# THE PROBLEM:
Reproduce only the lines that run from the line with "Q: Point out each instance of the wood lower" to the last line of the material, both ends included, exactly as they appear.

==================================================

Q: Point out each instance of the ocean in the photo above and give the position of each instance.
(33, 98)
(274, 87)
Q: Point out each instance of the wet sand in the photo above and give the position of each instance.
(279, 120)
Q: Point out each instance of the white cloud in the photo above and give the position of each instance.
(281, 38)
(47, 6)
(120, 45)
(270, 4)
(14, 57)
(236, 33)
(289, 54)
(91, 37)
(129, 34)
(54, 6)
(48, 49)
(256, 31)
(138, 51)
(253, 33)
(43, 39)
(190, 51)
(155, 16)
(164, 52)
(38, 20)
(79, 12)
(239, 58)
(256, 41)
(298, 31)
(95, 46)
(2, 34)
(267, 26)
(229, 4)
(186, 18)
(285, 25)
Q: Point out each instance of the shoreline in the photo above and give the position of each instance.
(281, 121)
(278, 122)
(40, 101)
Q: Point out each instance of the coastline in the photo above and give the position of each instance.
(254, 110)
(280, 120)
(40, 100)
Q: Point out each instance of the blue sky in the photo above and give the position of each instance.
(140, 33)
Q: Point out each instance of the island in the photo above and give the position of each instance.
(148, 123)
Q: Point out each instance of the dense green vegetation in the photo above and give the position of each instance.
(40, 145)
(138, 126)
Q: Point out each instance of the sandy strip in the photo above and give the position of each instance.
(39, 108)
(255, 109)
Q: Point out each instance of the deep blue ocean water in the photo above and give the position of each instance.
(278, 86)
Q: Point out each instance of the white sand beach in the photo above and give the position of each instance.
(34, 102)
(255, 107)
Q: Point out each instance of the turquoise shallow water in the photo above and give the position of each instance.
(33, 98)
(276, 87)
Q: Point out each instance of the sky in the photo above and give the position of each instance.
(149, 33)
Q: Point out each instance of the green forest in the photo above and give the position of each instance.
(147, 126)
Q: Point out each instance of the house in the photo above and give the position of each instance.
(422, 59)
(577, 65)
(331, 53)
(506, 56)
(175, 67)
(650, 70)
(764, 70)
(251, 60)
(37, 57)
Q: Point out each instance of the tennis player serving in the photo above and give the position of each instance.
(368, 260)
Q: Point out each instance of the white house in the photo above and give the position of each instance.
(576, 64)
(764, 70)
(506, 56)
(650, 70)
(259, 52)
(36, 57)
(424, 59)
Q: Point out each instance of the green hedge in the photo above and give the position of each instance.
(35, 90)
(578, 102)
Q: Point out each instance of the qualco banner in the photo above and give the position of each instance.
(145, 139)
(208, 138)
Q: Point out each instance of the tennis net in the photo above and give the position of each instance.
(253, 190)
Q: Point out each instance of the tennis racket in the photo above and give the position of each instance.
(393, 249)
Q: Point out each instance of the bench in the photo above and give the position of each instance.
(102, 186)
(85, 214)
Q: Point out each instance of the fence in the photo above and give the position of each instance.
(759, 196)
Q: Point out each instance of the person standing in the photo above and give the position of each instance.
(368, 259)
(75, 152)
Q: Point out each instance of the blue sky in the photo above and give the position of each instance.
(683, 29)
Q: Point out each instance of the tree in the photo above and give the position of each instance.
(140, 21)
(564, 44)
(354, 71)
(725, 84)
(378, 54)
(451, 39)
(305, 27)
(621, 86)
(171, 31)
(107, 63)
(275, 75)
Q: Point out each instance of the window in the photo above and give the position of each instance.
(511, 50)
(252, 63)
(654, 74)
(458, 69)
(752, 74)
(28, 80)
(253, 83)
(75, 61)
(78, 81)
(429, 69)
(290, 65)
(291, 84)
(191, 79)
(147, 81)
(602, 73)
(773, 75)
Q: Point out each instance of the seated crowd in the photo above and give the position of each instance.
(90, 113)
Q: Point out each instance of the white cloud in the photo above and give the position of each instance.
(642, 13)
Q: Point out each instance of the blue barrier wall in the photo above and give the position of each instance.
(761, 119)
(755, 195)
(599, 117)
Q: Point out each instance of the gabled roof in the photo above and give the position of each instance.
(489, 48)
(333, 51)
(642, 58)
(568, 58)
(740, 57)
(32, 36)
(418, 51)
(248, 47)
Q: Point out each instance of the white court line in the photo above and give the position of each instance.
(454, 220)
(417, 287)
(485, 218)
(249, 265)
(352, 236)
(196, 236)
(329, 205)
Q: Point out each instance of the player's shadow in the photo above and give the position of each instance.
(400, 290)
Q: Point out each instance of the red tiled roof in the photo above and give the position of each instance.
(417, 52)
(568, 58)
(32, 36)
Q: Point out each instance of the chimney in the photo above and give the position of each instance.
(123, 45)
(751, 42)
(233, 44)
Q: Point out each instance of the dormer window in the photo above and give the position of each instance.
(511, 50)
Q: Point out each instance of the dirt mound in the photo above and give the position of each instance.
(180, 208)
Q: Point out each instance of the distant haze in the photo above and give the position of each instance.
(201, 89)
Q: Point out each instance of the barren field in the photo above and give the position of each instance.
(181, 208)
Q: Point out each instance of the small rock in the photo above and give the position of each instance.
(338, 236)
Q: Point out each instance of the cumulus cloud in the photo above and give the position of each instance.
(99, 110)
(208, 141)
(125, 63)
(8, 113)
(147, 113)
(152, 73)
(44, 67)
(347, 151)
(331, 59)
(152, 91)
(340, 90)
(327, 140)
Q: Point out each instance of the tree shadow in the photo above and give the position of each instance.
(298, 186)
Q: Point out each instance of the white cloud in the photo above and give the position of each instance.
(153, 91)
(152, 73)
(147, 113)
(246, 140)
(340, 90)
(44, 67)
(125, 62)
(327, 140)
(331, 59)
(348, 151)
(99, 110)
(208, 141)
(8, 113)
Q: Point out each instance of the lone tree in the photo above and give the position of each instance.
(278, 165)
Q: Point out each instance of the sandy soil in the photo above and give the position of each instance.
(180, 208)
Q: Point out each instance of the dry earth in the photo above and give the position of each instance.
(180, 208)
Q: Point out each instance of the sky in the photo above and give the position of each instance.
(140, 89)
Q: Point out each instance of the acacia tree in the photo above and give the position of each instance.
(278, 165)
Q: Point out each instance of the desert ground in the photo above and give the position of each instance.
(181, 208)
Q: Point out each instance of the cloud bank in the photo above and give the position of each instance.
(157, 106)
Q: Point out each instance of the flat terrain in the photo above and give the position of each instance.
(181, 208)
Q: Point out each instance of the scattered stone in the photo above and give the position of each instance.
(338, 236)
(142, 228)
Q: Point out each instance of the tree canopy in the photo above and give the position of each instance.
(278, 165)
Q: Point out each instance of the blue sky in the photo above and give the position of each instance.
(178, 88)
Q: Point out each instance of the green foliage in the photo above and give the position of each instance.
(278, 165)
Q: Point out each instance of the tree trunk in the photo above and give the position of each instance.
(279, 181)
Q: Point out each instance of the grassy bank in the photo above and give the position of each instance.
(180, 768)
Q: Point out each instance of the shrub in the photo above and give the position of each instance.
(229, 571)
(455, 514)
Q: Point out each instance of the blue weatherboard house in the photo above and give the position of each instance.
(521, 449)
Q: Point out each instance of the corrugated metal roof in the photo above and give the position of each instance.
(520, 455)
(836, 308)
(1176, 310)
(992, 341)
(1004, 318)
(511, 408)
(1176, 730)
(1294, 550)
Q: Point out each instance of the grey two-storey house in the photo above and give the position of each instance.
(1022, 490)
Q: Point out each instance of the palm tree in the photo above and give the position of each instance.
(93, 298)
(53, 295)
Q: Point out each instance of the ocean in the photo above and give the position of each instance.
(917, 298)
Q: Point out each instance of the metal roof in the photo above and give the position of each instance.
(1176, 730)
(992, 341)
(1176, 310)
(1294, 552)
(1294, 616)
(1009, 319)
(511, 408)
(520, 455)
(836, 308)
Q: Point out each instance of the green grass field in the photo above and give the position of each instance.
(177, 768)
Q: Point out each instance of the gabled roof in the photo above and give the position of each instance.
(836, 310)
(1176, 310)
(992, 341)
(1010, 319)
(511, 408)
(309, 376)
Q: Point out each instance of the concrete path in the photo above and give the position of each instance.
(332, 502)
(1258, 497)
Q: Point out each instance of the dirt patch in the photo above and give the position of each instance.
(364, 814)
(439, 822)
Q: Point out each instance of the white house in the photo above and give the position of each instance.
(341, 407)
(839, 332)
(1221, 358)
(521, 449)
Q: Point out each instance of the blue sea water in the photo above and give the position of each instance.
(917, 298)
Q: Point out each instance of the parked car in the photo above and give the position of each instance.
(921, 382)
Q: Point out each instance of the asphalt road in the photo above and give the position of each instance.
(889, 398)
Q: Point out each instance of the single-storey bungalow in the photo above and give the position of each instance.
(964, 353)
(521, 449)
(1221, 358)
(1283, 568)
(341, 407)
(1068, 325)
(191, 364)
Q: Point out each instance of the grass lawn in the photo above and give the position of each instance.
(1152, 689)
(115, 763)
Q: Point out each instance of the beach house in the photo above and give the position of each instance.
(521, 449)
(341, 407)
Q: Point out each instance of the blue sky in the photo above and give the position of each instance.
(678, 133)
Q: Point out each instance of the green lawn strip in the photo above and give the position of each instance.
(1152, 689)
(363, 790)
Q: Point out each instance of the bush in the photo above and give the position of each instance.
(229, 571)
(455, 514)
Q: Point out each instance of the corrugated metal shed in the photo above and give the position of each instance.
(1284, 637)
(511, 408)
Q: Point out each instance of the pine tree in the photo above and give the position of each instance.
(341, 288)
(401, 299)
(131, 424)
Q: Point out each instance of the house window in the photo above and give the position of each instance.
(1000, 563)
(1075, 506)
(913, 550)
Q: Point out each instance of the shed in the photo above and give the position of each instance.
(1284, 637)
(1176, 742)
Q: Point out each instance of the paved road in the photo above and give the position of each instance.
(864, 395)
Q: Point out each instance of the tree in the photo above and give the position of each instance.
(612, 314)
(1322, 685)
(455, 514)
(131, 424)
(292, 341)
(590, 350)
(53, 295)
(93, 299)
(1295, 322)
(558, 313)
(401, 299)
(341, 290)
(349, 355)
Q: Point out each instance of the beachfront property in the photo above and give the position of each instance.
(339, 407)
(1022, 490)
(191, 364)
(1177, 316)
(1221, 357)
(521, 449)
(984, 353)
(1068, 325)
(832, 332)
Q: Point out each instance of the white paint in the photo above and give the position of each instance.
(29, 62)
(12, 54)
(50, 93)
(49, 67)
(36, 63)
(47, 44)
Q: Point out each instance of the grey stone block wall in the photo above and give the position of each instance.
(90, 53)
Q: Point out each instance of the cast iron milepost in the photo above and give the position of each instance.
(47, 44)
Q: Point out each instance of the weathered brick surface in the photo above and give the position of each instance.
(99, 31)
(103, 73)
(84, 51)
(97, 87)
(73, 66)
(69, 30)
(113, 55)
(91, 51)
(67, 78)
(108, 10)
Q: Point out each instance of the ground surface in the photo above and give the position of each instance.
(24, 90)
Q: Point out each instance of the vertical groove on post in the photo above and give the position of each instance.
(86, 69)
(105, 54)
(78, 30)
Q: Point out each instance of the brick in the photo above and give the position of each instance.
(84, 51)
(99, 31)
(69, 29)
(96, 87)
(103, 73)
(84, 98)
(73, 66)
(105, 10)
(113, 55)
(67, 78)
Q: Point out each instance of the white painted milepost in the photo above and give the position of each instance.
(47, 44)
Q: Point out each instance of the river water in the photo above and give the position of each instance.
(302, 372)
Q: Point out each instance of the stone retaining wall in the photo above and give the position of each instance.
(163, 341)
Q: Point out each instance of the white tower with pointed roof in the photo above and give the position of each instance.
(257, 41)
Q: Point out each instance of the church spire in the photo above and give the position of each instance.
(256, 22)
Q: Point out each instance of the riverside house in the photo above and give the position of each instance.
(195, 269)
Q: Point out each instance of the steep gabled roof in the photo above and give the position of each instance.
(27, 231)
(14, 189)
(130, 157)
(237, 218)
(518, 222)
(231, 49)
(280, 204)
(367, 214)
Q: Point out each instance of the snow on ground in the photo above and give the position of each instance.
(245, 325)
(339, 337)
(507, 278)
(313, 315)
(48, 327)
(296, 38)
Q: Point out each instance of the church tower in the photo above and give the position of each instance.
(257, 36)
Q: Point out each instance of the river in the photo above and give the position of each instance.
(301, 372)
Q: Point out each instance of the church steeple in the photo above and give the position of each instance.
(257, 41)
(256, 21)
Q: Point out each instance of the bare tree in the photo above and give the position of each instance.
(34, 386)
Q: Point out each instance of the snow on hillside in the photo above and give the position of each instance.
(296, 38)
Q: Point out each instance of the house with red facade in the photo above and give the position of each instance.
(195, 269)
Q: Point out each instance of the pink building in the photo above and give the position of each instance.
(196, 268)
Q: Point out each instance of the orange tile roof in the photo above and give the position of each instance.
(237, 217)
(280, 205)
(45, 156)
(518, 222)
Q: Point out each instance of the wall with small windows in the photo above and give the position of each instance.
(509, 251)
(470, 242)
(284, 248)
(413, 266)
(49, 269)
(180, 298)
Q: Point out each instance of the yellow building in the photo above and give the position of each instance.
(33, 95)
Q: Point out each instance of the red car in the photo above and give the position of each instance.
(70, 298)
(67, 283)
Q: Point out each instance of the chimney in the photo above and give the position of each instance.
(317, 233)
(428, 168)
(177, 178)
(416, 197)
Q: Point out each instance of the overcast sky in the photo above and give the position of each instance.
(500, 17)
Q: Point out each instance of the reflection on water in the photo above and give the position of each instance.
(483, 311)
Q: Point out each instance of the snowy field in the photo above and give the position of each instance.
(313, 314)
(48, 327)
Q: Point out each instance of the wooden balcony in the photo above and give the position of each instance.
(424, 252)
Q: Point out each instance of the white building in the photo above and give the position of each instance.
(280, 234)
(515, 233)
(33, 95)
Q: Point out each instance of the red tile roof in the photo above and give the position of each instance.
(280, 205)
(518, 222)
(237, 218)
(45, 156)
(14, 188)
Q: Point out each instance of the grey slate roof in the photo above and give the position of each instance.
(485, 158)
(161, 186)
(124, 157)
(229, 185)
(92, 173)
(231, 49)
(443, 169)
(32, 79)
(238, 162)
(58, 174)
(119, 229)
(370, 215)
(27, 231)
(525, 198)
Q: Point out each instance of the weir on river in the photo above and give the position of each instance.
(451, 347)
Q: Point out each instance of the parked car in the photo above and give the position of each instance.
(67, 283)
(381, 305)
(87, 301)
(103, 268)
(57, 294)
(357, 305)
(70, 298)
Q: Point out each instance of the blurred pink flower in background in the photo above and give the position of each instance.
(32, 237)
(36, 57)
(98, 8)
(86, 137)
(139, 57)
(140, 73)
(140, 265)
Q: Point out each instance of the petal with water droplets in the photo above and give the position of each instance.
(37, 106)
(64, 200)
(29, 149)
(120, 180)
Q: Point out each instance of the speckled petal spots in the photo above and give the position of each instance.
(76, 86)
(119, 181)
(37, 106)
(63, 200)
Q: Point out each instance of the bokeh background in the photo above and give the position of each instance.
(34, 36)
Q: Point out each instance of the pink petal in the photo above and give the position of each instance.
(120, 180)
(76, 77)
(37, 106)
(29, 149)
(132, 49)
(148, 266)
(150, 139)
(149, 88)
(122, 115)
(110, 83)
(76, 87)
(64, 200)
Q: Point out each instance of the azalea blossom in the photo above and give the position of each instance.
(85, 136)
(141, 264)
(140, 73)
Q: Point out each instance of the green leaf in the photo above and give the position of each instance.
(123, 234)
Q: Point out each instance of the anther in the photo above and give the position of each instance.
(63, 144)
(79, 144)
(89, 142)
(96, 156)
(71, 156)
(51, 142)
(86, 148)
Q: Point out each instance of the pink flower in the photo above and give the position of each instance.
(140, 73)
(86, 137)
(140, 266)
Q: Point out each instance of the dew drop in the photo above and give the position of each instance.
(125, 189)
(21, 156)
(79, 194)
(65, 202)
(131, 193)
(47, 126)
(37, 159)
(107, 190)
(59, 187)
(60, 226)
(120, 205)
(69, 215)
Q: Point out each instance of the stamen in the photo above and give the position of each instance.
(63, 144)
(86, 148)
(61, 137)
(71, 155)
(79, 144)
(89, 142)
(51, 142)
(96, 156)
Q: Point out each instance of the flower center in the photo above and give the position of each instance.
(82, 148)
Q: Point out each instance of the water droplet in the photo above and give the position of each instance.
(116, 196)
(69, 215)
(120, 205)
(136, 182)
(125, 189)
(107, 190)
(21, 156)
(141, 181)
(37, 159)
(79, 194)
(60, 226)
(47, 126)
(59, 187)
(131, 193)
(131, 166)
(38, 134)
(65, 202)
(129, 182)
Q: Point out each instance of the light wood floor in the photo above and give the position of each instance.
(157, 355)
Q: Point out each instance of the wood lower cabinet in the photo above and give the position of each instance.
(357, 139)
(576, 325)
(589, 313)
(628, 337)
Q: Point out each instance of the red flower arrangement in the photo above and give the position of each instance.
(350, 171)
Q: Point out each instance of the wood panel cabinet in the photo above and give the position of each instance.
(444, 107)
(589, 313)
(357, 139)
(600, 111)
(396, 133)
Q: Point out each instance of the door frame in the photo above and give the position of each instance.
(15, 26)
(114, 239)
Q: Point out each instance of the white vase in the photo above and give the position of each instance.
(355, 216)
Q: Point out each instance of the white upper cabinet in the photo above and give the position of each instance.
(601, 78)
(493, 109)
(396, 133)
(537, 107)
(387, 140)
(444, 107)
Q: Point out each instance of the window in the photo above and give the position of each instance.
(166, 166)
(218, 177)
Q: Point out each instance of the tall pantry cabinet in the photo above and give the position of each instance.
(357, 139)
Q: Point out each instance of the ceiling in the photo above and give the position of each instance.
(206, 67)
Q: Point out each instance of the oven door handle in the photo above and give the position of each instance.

==================================================

# THE ANSWER:
Q: Point out each instance of the wood lower cabinet in the photo above and give the position of each instance.
(357, 139)
(576, 325)
(589, 313)
(628, 337)
Q: Point out each instance of the red flower arrangement in the photo above and give the position of each instance.
(350, 171)
Q: Point out each instance of the wood panel cabinet in the photo above and give the position of each instance.
(444, 107)
(589, 313)
(357, 139)
(600, 111)
(396, 133)
Q: Point out each instance of the door frame in the photo above and give the position of each instance.
(15, 26)
(114, 239)
Q: Point out each instance of the white vase in the photo above and give the position of each instance.
(355, 216)
Q: Point out each instance of the white upper cabinet in the photo above and give the position of each instance.
(601, 78)
(493, 109)
(396, 133)
(537, 107)
(387, 140)
(444, 107)
Q: Point out each instance of the window in the photo above and give the position of each instance.
(166, 166)
(218, 177)
Q: Point out each instance of the tall pantry cabinet in the photo above and give the position of each instance.
(357, 139)
Q: Point out each instance of the ceiling in the photo above and give the position of each instance.
(206, 67)
Q: Point out each instance of the oven door handle in the photo above and give the position of each instance.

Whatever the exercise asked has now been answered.